→ Listed entries:
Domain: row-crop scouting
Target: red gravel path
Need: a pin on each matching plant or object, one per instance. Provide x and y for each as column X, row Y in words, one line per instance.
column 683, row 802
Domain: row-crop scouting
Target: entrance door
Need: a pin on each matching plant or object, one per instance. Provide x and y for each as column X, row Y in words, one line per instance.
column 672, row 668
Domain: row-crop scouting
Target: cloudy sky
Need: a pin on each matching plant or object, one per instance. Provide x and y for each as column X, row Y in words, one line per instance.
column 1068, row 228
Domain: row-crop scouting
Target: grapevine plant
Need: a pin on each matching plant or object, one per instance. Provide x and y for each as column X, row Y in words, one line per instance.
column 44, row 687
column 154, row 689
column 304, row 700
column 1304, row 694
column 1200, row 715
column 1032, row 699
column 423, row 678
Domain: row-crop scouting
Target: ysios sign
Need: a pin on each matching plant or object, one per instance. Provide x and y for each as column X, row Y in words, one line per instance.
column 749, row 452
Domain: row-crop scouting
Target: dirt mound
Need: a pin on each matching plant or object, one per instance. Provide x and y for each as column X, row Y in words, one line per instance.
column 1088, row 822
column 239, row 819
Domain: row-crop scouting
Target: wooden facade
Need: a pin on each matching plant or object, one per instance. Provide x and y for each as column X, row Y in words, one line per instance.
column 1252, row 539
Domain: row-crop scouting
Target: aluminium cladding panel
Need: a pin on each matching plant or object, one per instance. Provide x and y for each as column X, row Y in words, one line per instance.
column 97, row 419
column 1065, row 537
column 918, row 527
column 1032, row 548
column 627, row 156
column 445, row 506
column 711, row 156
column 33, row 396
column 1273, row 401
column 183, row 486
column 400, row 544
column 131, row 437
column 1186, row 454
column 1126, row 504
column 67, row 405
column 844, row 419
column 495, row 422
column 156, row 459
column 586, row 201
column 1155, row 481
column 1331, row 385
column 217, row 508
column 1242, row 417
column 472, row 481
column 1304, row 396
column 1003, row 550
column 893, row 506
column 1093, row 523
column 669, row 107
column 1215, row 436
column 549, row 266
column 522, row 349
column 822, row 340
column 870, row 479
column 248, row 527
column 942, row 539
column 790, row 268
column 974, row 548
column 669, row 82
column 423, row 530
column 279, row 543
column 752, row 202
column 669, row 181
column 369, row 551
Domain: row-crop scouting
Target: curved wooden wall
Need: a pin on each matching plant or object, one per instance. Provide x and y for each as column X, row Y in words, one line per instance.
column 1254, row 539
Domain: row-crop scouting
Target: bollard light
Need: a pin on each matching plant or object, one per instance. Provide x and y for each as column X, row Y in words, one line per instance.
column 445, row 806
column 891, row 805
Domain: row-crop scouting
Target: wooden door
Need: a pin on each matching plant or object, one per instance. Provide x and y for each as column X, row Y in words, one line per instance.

→ Problem requirements: Can you copy the records from their first line up to and including the line with "column 683, row 802", reproducing each line word for word?

→ Finished answer:
Domain: row-crop scouting
Target: red gravel path
Need: a pin on each matching plant or object, one per instance. Provide x and y for each as column X, row Y in words, one line per instance.
column 683, row 802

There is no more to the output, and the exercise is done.